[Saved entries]

Segment Open

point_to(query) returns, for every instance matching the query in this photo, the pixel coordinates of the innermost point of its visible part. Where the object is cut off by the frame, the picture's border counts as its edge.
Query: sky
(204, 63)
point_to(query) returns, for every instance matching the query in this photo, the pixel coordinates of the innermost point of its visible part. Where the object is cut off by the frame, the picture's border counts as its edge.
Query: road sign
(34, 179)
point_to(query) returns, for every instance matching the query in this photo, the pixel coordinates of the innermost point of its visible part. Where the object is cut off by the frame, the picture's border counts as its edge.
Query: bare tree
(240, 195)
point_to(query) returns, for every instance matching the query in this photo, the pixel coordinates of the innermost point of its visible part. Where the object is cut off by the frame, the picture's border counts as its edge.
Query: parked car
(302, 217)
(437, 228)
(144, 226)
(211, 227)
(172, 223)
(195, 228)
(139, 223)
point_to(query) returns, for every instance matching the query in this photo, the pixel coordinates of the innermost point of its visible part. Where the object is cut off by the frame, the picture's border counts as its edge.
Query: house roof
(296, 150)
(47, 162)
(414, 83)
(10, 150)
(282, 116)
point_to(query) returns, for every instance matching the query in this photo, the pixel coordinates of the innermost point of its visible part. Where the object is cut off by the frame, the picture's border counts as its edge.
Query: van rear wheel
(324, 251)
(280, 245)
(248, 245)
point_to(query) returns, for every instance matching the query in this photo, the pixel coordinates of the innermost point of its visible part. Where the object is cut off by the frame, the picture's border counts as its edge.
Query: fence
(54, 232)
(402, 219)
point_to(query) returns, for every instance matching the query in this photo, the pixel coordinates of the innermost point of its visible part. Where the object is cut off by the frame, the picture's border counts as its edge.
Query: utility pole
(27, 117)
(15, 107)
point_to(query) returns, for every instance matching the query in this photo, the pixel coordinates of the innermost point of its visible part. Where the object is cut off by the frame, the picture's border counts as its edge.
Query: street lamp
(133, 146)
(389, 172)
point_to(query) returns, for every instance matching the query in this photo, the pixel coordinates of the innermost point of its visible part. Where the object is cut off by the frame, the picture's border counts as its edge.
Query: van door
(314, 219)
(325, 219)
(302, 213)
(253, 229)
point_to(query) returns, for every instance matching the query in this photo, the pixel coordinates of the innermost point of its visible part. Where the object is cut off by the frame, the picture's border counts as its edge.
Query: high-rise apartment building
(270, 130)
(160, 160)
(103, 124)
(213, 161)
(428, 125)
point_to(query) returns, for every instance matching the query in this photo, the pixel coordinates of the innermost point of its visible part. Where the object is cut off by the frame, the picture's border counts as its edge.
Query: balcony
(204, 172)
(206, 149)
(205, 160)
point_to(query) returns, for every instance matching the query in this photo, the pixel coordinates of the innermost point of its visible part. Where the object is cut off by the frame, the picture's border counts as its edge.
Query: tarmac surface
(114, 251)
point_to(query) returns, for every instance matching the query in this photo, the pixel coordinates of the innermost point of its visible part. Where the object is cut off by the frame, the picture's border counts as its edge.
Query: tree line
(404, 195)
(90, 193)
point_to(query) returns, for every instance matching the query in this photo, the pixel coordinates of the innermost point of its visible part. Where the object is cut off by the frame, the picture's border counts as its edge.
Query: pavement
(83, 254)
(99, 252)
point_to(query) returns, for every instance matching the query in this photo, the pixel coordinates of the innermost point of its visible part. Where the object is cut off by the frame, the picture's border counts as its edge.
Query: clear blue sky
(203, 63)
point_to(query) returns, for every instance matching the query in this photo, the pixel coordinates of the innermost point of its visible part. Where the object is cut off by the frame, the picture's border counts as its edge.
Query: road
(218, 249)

Segment Closed

**INSTRUCTIONS TO FOLLOW**
Could you output all of the records above exactly as given?

**FINISHED TASK**
point_to(query) returns, for every instance matching the query in this photo, the pixel coordinates of the innermost point of its visible part. Where the object is cut off by the frame, the picture's border counts as its edge.
Query: sky
(204, 63)
point_to(query) returns, for every instance matching the query in this photo, the pixel coordinates of the innermost point of its visible part. Where the object is cut off by the frame, the picture's border counts as its edge.
Query: road sign
(34, 179)
point_to(query) returns, for every instance matching the query in this photo, the pixel coordinates of the innermost point of its visible part. Where the object is cut off by the frame, the picture's border counts as its edge.
Query: bare tree
(240, 195)
point_to(query) returns, for every instance matching the query in this photo, the pixel coordinates of the innermost point of its visible part. Where the object is cut off by the frame, the picture's border counts as its edge.
Query: parked car
(302, 217)
(437, 228)
(144, 226)
(211, 227)
(172, 223)
(195, 228)
(139, 223)
point_to(query) returns, for every instance matching the query in this photo, the pixel coordinates of the innermost point of its visible part. Where the object is cut off by the frame, the picture's border counts as its edge.
Query: house roof
(296, 150)
(47, 162)
(414, 83)
(10, 150)
(282, 116)
point_to(query) returns, for every instance matching the query in this photo, the pixel coordinates of the innermost point of its visible part. Where the object is cut off by the frame, the picture's border counts as its edge.
Query: van rear wheel
(324, 251)
(280, 245)
(248, 245)
point_to(query) returns, for every instance matching the query in this photo, the pixel coordinates of the innermost point of its visible part. Where the object is cut off by the frame, the picture's border counts as its edge.
Query: fence
(54, 232)
(402, 219)
point_to(query) returns, for every instance matching the query in this photo, the pixel coordinates of the innermost point of its visible part. Where the object is cut off by the frame, the picture's border counts as its edge.
Query: utility pole
(27, 117)
(15, 107)
point_to(query) returns, for every instance matching the query in this photo, the pixel coordinates of the innermost point of its visible part. Where the object is cut off by the frame, the picture's border counts as its edge.
Query: street lamp
(133, 146)
(389, 172)
point_to(query) returns, for every instance matching the query in this photo, the pixel coordinates of the innermost point of its visible part. Where the object is cut off by the frame, the picture's border counts as its edge.
Query: van door
(314, 219)
(325, 219)
(302, 213)
(253, 229)
point_to(query) returns, for every instance matching the query in this photo, the pixel coordinates of the innermost point of its visible part. Where the object is cut off by the frame, the picture's border counts as its edge.
Query: high-rise apartment building
(270, 130)
(160, 160)
(103, 124)
(213, 161)
(428, 125)
point_to(query) returns, for every instance matching the query in this photo, the pixel coordinates of the innermost point of its visible part. Where the object is cut off by the frame, the picture's border counts as its edge.
Query: balcony
(204, 172)
(206, 149)
(205, 160)
point_to(query) returns, for every instance matching the query in this photo, the pixel coordinates of the innermost point of its visible part. Where the object is cut off by the frame, the picture's border counts as its edge.
Query: tarmac surface
(114, 251)
point_to(query) returns, for every instance matching the query in this photo, the pixel coordinates of the innermost point of its visible part. Where the object is cut off by the frame, the picture's border counts as its edge.
Query: tree line
(404, 195)
(90, 193)
point_to(query) returns, for every instance matching the query in this photo, the pixel coordinates of the innermost point of its visible part. Where the object is cut off by the frame, the picture's border counts as its edge.
Query: pavement
(83, 254)
(99, 252)
point_to(query) returns, for every instance matching the query in this photo, the pixel coordinates of the innermost point of its visible part. Where the object is cut off by the frame, the picture's border counts as its edge.
Query: clear blue sky
(203, 63)
point_to(query) returns, for every instance matching the query in this photo, the pixel coordinates of the innermost point of its visible part. Where the object is cut off by the frame, the picture's border counts as its edge.
Query: road
(218, 249)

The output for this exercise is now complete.